▶ **Required work**:
Write out every record below exactly, so that nothing differs from what is shown.
##########
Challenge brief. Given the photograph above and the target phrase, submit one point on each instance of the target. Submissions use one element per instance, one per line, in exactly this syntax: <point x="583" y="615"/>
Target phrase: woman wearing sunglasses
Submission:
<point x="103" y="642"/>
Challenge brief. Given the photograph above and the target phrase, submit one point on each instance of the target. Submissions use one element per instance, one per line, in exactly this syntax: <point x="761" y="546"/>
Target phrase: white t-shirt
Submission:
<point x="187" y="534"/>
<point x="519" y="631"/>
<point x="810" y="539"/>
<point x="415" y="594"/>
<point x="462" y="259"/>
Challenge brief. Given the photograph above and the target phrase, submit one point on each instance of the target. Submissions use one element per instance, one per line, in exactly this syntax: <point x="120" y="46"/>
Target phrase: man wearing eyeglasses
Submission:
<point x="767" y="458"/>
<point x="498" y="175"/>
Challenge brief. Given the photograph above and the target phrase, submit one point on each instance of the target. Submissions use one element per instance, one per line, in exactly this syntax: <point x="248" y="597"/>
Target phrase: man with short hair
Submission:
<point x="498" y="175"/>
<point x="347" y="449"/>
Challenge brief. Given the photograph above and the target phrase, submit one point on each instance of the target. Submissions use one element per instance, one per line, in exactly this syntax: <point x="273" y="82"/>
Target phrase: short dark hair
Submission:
##########
▶ **Answer to this problem**:
Challenge brief. Given the photograph above and the target phrase, submit one point on each instance of the target. Submissions use one element per instance, one per line, in exactly this syntax: <point x="583" y="615"/>
Target phrase: woman wearing sunglasses
Submission:
<point x="103" y="642"/>
Challenge brief. Given the photograph above and the target phrase, submit one point on each instance of the target. Submissions use one element per instance, one per line, in exactly this syntax: <point x="761" y="546"/>
Target phrase: white t-shirt
Submission:
<point x="187" y="534"/>
<point x="519" y="631"/>
<point x="810" y="539"/>
<point x="415" y="594"/>
<point x="462" y="259"/>
Challenge brief. Given the photograph above and the target phrase, submit one point on each instance of the target. Submissions use one element per instance, one per line, in exactly this syntax: <point x="120" y="46"/>
Target phrase: man wearing eyeglasses
Submission:
<point x="767" y="458"/>
<point x="498" y="175"/>
Challenge brief. Given the photograph above and the target phrase, submit one point on each instance of the target. Submissions use one element per instance, one per line, in exactly this syntax: <point x="248" y="597"/>
Target phrase: man with short hair
Submission:
<point x="498" y="175"/>
<point x="347" y="449"/>
Challenge brief. Given the photograph above and the target phrase, submit one point on each instance of the target. Submissions use one element per instance, one per line, in exactly this syntax: <point x="273" y="82"/>
Target phrase: short dark hair
Submission:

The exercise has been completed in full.